> Records:
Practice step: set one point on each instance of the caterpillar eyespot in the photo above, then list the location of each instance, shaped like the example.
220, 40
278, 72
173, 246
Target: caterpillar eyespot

...

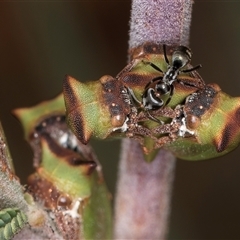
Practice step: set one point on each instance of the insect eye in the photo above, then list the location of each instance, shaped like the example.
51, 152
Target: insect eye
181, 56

--

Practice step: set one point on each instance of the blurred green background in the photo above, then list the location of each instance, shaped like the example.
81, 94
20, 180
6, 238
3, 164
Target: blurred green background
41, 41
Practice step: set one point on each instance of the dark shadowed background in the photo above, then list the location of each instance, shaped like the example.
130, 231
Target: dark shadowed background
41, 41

> What you have to do: Here the output must be the lines above from the line with "Practice step: set one point on each instance of the caterpillar" to the line with "Target: caterpillar eyespot", both included, duplicated word for word and nothing else.

> Result of this exercise:
Practice step: set one point on each instance of the caterpillar eyespot in the photo above, then list the location of each instance, shaped like the example.
220, 40
278, 72
173, 246
Target: caterpillar eyespot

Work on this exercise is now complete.